- What is being asked -
Repeat all the records, precisely as given.

- Material provided -

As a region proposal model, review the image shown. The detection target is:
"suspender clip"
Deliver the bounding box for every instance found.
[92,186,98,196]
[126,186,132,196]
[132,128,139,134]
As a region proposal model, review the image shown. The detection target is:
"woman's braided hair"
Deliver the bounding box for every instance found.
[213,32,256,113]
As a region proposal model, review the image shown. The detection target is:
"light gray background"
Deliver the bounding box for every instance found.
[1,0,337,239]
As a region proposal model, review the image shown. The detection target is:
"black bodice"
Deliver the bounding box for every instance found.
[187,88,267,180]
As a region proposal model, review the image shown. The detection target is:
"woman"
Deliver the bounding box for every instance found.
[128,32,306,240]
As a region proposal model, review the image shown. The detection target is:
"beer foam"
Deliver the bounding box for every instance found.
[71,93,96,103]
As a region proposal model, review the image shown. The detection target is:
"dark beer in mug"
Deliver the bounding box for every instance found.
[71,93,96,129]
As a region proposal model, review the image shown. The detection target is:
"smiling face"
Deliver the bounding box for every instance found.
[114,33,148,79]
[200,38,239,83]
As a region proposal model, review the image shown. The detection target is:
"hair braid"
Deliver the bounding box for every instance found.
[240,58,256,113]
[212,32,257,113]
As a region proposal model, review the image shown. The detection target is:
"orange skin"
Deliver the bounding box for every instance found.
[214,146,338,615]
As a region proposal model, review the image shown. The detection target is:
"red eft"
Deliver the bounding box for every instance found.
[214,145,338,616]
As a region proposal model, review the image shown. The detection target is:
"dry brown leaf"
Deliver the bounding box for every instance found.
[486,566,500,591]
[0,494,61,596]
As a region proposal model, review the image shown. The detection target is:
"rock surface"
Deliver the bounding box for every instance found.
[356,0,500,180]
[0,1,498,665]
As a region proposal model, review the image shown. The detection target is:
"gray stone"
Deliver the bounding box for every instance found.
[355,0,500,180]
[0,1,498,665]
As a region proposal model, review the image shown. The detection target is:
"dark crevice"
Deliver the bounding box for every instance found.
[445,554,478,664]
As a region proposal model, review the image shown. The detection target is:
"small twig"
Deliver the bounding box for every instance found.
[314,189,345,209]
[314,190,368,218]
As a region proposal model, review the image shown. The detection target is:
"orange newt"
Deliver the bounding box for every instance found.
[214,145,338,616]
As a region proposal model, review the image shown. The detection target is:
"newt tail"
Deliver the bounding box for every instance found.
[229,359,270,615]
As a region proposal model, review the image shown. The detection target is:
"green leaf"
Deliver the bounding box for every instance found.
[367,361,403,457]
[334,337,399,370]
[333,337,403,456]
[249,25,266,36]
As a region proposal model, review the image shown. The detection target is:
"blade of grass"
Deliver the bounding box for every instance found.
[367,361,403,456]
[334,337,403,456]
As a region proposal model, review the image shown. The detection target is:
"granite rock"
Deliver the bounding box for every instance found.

- Solution to the problem -
As a region proposal model, review the image shown. The detection target is:
"suspender clip"
Deliver the bounding box for every instance found.
[92,186,98,196]
[126,186,132,196]
[132,128,139,134]
As a region proposal model, review the image shown. The detection target is:
"woman's braided hair"
Deliver the bounding box for every instance found.
[213,32,256,113]
As a region proposal model, review the image shown. The detection target is:
"light gray background"
Deliver the bounding box for every instance found.
[1,0,337,239]
As a region proposal model, review the image shown. The detection target is:
"black bodice"
Deliver the bounding box for every instance found.
[187,88,267,180]
As a region proposal model, review the image shown. The detection target is:
"woman"
Deliver the bounding box for every instance found.
[128,32,306,240]
As a region proposal model, review the image shown. The detection target is:
"beer foam"
Deliver the bounding box for every instance found.
[71,93,96,103]
As a region proposal model, review the image shown. The detection target is:
"dark beer in mug"
Deliver the bounding box for every instance found.
[71,93,96,129]
As a region proposal model, review the image shown. The detection target is:
"smiling face"
Deliver the bounding box for every instance found.
[114,33,148,79]
[200,38,239,83]
As a region proposal model, review the image shown. The detection target is:
"hair braid"
Deliver the bounding box for every instance found.
[240,58,256,113]
[212,32,257,113]
As a region proposal model, review the image shown. The detection target is:
"orange skin"
Deliver the bounding box for every instance found.
[214,146,338,615]
As a region proposal model, review the image shown. The detection target is:
"red eft"
Deliver the bounding box for every instance found.
[214,145,338,616]
As a region proposal model, review the image shown. The detection target is:
"dry brown leaf"
Deliver the bounding box for every instance found.
[486,566,500,591]
[0,494,61,596]
As a region proposal model, review the image shown. The detection target is:
"rock surface"
Deliver the bounding box for every instance found.
[356,0,500,180]
[0,1,498,665]
As a region proposal model, review the image shown. The detection target is:
"gray stone"
Deliver the bounding box for every instance found.
[355,0,500,180]
[0,1,498,665]
As a region proposal model, review the image shown. The detection target is:
"dark crevice"
Deliver the bounding box for every instance found.
[445,554,478,664]
As a region proposal model, review the image shown. The detection target is:
"small twig"
Deliver the bounding box for every instance found.
[314,189,345,209]
[314,190,368,218]
As a region proposal model, review the image shown. The detection target is:
"orange newt"
Deliver the bounding box for every instance found.
[214,145,338,616]
As a region proposal model, review the image shown. The detection target is:
"newt tail"
Deliver the bounding box for every instance found.
[229,359,270,615]
As a region proposal model, review the image shown. The detection target is:
"green leaf"
Deliver the bounding box for every instance found.
[367,361,403,457]
[334,337,399,370]
[333,337,403,456]
[249,25,266,36]
As a region proposal model, review the image shown. The detection target is:
"blade of grass"
Deliver the bounding box for every instance found.
[367,361,403,456]
[334,337,403,456]
As a region proposal model, review the image shown. The detection target is:
"granite rock"
Deliver the bounding box for every instance found.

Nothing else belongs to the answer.